> _Page_:

October 25th, 2012 | 5 min read

By Brett McCracken

My vote won’t matter at all in California, but I sent in my ballot last week anyway, voting for Mitt Romney. Am I super excited about everything Romney stands for? Not at all. I’m uncomfortable with his Mormon faith, regret that he supports drone strikes & the use of torture, and absolutely wince when he says things like “America is the hope of the earth.”

speaking at CPAC in Washington D.C. on Februar... (Photo credit: Wikipedia)

I’m also not one of those people who thinks Obama is an unqualified disaster of a president. I like a lot of things about him and had high hopes for his presidency four years ago. I think he’s a good guy, a family man, and not the villain the Ann Coulter Fox News crazies would label him.

> _Description of the task_: Continue the essay above about voting for Mitt Romney in the 2012 election, starting after its last sentence.

> _Extracted data_:

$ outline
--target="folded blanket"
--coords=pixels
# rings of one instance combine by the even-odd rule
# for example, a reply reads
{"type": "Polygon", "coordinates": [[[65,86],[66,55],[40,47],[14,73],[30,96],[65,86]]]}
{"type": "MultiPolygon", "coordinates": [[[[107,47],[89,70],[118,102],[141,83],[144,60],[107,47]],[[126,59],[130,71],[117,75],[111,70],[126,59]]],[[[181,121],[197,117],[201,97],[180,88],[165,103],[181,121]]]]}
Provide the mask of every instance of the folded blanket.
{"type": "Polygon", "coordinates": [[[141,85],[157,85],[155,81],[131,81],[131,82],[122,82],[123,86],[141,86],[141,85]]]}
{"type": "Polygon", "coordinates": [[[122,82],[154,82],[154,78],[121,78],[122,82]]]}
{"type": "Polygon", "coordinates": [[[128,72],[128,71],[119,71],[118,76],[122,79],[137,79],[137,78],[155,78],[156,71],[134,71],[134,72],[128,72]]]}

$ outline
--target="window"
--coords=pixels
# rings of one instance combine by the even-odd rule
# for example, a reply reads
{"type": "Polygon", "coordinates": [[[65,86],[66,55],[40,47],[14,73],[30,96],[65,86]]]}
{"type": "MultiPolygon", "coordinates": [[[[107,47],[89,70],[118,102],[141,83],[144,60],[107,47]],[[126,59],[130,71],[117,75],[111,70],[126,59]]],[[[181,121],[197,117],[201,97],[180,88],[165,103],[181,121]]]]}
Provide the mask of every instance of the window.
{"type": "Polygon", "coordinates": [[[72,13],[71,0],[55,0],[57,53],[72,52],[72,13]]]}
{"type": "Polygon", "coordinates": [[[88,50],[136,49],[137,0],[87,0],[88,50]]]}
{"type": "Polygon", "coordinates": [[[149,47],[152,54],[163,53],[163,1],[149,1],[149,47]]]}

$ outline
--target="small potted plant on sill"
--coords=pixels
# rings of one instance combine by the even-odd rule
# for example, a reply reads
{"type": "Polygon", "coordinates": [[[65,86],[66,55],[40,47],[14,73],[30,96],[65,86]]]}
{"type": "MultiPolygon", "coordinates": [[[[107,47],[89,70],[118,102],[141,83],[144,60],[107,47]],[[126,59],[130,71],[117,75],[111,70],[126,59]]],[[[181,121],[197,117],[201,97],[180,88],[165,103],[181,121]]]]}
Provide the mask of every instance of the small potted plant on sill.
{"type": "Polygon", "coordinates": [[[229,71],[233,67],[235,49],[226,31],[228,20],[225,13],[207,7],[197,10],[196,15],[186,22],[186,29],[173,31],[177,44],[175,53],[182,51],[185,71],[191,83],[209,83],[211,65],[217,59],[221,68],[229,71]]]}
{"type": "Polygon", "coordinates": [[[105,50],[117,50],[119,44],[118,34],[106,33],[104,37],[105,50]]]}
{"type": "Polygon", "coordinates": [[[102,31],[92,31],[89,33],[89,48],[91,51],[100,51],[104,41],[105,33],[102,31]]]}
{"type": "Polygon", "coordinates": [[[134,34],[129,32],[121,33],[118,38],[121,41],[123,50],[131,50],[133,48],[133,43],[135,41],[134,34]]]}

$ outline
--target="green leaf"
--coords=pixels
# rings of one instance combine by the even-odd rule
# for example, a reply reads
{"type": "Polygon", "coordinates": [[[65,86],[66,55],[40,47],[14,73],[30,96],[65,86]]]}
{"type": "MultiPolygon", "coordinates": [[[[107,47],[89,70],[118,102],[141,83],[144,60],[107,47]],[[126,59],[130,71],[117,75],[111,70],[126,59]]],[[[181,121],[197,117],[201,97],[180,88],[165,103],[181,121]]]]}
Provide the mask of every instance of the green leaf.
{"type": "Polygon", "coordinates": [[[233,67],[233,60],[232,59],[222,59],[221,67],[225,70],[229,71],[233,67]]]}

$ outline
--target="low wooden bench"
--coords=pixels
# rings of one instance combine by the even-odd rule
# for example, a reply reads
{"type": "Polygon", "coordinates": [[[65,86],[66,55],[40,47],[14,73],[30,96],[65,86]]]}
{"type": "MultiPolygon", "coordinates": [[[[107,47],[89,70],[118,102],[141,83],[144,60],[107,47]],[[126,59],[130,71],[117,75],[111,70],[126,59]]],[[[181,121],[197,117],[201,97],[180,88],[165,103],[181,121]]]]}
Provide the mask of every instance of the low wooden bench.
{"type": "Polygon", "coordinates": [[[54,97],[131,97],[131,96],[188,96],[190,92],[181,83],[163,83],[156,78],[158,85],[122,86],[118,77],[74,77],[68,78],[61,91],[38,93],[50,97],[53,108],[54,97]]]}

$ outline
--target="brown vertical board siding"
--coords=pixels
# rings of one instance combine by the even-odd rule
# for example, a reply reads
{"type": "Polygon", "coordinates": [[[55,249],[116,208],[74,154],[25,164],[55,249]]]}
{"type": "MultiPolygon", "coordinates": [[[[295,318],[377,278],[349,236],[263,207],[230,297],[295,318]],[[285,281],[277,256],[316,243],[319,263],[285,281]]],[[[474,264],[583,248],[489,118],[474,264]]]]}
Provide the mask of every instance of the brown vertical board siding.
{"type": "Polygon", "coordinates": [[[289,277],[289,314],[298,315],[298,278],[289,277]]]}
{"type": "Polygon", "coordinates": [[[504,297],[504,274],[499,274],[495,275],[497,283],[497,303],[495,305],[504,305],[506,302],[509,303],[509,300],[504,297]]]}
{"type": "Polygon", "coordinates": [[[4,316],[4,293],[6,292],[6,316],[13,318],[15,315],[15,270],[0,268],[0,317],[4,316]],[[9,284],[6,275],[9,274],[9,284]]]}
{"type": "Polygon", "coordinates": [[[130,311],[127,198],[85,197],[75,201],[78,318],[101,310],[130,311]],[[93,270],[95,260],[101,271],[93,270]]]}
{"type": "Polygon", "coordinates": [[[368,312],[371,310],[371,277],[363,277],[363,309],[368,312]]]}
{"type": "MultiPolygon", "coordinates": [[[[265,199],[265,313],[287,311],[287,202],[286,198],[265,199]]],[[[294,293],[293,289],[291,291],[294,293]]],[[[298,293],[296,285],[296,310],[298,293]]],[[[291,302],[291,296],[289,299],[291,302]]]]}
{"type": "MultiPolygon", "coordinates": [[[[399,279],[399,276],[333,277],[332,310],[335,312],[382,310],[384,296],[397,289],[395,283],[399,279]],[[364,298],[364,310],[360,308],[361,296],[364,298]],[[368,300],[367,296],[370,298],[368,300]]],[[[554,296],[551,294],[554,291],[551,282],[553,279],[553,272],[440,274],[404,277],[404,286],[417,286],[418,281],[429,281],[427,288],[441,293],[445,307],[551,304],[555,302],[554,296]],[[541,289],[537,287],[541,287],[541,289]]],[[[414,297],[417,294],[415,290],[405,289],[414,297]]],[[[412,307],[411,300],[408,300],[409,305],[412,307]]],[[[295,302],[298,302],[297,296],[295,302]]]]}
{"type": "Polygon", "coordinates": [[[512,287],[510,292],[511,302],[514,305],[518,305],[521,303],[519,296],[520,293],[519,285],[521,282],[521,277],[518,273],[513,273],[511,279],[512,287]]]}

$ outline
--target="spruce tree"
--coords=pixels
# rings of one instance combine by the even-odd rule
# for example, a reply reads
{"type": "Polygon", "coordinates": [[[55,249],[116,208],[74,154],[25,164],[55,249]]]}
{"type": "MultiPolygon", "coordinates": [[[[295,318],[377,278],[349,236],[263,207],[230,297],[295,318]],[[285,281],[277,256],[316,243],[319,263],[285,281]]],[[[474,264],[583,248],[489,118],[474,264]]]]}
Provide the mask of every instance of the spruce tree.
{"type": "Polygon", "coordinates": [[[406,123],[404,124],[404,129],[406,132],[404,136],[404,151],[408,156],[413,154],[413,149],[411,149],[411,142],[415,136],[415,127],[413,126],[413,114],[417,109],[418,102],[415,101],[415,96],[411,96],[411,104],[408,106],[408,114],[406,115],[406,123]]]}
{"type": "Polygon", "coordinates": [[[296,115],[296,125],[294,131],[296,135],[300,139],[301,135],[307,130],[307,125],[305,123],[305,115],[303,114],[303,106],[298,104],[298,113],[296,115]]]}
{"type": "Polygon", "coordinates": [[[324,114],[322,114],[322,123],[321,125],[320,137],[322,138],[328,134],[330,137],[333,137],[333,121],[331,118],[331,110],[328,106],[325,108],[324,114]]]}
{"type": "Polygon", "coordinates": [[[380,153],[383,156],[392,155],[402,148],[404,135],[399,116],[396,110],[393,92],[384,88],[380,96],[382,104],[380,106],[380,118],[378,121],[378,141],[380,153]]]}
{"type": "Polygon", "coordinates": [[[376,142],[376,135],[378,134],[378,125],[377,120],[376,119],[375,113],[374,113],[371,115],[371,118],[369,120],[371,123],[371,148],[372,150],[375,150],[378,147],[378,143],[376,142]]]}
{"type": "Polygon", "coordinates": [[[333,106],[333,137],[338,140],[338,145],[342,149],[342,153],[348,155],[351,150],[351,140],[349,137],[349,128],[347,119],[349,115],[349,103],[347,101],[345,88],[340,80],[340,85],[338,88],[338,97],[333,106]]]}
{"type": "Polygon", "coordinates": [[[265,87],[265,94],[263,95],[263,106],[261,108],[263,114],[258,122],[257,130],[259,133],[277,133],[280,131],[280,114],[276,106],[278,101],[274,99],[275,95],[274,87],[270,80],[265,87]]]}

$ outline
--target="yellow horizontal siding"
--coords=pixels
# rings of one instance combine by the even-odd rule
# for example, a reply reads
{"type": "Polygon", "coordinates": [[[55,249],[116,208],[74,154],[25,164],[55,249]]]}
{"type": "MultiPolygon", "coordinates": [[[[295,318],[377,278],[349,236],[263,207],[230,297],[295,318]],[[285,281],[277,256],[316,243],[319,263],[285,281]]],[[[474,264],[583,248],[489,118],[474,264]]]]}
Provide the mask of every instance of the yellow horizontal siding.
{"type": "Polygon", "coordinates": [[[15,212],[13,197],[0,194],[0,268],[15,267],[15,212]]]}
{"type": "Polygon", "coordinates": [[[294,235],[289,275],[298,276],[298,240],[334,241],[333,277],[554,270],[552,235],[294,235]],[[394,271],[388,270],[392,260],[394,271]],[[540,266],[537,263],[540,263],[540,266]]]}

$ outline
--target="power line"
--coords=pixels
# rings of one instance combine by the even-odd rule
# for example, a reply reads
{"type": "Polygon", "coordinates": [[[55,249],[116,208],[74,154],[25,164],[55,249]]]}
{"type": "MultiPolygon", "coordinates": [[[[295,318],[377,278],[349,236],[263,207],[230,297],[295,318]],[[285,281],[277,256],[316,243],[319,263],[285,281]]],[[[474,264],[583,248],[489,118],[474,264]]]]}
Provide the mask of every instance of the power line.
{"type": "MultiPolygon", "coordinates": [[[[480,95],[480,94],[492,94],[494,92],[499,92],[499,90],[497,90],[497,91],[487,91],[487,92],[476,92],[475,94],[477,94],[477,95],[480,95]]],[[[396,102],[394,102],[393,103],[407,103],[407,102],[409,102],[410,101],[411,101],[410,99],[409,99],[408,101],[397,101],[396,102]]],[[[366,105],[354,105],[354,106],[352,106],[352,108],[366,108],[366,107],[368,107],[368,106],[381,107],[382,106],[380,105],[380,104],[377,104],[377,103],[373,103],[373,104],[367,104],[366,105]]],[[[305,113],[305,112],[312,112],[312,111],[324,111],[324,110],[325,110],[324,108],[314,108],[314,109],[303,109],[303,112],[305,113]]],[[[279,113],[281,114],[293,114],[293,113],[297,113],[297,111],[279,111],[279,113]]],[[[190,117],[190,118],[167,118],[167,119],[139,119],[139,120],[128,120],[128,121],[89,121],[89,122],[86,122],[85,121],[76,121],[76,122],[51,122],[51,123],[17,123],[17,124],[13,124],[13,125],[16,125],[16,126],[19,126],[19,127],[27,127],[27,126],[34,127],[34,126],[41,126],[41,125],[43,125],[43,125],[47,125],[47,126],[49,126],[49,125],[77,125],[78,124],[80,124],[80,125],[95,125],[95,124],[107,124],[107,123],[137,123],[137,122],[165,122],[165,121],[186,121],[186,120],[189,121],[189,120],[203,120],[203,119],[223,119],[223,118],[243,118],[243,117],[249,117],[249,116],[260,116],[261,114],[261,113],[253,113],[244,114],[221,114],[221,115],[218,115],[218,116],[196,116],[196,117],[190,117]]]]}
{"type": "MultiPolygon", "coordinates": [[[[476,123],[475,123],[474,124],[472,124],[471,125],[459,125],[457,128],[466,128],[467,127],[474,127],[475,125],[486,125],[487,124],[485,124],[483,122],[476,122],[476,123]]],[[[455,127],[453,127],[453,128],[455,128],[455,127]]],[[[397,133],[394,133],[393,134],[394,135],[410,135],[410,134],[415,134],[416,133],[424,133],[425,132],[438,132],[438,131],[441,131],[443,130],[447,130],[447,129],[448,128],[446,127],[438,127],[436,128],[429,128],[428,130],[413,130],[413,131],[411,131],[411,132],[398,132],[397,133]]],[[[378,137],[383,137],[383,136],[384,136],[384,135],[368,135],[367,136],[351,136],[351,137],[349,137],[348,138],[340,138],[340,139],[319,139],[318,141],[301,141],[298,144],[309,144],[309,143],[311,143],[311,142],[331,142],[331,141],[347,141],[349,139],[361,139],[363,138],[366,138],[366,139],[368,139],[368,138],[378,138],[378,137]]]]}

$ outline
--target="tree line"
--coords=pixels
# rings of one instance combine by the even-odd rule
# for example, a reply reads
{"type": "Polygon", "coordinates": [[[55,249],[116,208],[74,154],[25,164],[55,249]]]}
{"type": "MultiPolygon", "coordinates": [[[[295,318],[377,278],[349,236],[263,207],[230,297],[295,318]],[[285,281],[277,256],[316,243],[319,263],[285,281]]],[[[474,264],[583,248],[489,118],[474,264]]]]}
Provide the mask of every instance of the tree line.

> _Output below_:
But for this moment in America, I think it’s wise to switch course and give Romney a chance. Here are a few of my personal reasons for voting for him:

Abortion. I’m pro-life and this will always be a deal-breaker for me. Fighting for the “reproductive right” to destroy a living being will always be sickening to me, and I’ve been particularly sickened this year with the Democrats’ tactic of equating the pro-life cause with some sort of “war against women.” That’s just silly and makes disturbing light of the real issue: the war on unborn children, which takes more than 1.2 million lives a year in America.

The Economy: I have real concerns about the U.S. economy, both in its current state and its long-term viability. And so much else depends on a solid, growing economy: national security, the effectiveness of our foreign policy, our education system, the plight of the poor, and so on. The federal government is addicted to accumulating debt and spending money that isn’t there. On the track of spending and debt-accumulation we’re currently on, the world my children will inherit will look something like the landscape of Cormac McCarthy’s The Road. Dire. I have hopes that Mitt Romney’s business-savvy and focus on private-sector growth and job creation will prove much more effective for America’s economic recovery and long-term fiscal stability.

Religious Liberty.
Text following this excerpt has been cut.